Render every item below as a numbered list, leaving out any blank lines.

-- Start of INPUT RECORDS --

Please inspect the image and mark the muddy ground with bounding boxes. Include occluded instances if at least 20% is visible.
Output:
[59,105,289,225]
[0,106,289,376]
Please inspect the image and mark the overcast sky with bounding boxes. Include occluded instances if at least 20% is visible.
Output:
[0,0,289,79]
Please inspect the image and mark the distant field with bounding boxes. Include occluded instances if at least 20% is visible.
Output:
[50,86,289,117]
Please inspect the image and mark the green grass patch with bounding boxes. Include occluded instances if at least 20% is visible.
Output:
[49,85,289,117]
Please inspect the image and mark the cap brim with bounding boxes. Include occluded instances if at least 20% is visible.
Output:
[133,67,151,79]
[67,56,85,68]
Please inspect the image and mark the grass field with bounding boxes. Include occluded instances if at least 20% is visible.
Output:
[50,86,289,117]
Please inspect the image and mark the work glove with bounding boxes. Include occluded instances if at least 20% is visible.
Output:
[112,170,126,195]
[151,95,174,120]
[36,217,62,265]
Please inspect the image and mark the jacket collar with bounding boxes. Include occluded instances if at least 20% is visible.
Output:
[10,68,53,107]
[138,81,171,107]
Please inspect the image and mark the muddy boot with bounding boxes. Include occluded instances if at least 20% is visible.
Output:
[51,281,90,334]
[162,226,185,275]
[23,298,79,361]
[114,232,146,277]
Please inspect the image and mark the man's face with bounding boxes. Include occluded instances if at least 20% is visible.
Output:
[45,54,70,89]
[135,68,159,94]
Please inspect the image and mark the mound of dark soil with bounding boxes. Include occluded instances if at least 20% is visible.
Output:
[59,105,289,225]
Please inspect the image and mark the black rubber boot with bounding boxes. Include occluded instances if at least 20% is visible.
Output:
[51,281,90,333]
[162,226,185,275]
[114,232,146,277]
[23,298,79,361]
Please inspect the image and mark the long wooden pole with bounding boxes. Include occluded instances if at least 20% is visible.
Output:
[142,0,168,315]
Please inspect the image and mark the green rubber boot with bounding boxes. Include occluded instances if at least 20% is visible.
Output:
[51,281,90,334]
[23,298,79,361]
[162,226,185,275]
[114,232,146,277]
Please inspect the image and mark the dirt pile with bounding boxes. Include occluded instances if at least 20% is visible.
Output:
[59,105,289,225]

-- End of INPUT RECORDS --

WORKED ANSWER:
1. Please inspect the image and mark the muddy ground with bounding boxes. Include occluded instances if at least 20% is visible.
2. Output:
3. [59,105,289,225]
4. [0,106,289,376]
5. Please inspect the image and mark the overcast sky with bounding boxes. Include occluded instances if at least 20% is visible.
6. Output:
7. [0,0,289,79]
8. Please inspect the image and mark the distant field with bounding boxes. Include occluded instances if at least 20% is visible.
9. Output:
10. [50,86,289,117]
11. Please inspect the image and mark the green grass patch with bounding boxes. Include occluded instances if at least 20% is visible.
12. Output:
13. [49,85,289,117]
14. Please inspect the image and mark the cap brim with bounding boxes. Include occluded instances if at least 20% is visible.
15. Output:
16. [133,67,151,79]
17. [67,56,85,68]
18. Please inspect the image and mark the grass field with bounding boxes. Include occluded instances if at least 20% is visible.
19. Output:
20. [50,86,289,117]
21. Please inspect the image and mark the work glove with bounding boxes. Include occluded instances if at least 20% is visible.
22. Output:
23. [112,170,126,195]
24. [151,95,174,120]
25. [36,217,62,265]
26. Please inspect the image and mark the jacket collar with bounding boxes. Include occluded instances if at least 20% is visible.
27. Output:
28. [10,68,53,107]
29. [138,81,171,107]
30. Please inspect the image and mark the muddy boot with bounding boxes. Include occluded instances if at least 20% is visible.
31. Output:
32. [51,281,90,334]
33. [162,226,185,275]
34. [23,298,79,361]
35. [114,232,146,277]
36. Please inspect the image and mark the man's face with bounding boxes. Include occluded instances if at least 20% is visible.
37. Output:
38. [45,54,70,89]
39. [135,68,159,94]
40. Please inspect the image and mark the mound of dark soil with bounding boxes. Include occluded instances if at least 20% is visible.
41. Output:
42. [59,105,289,225]
43. Please inspect the image and mark the black rubber boot with bounding boxes. Include occluded instances if at least 20% is visible.
44. Output:
45. [51,281,90,333]
46. [162,226,185,275]
47. [114,232,146,277]
48. [23,298,79,361]
49. Please inspect the image and mark the long wooden pole with bounding boxes. Include occluded instances if at least 20% is visible.
50. Output:
51. [142,0,168,315]
52. Please inspect the image and mark the green rubber boot with bounding boxes. Include occluded instances if at least 20% is visible.
53. Output:
54. [51,281,90,334]
55. [23,298,79,361]
56. [162,226,185,275]
57. [114,232,146,277]
58. Please inspect the image and mark the dirt pile with bounding boxes. Include occluded instances if at least 20% is visible.
59. Output:
60. [59,105,289,225]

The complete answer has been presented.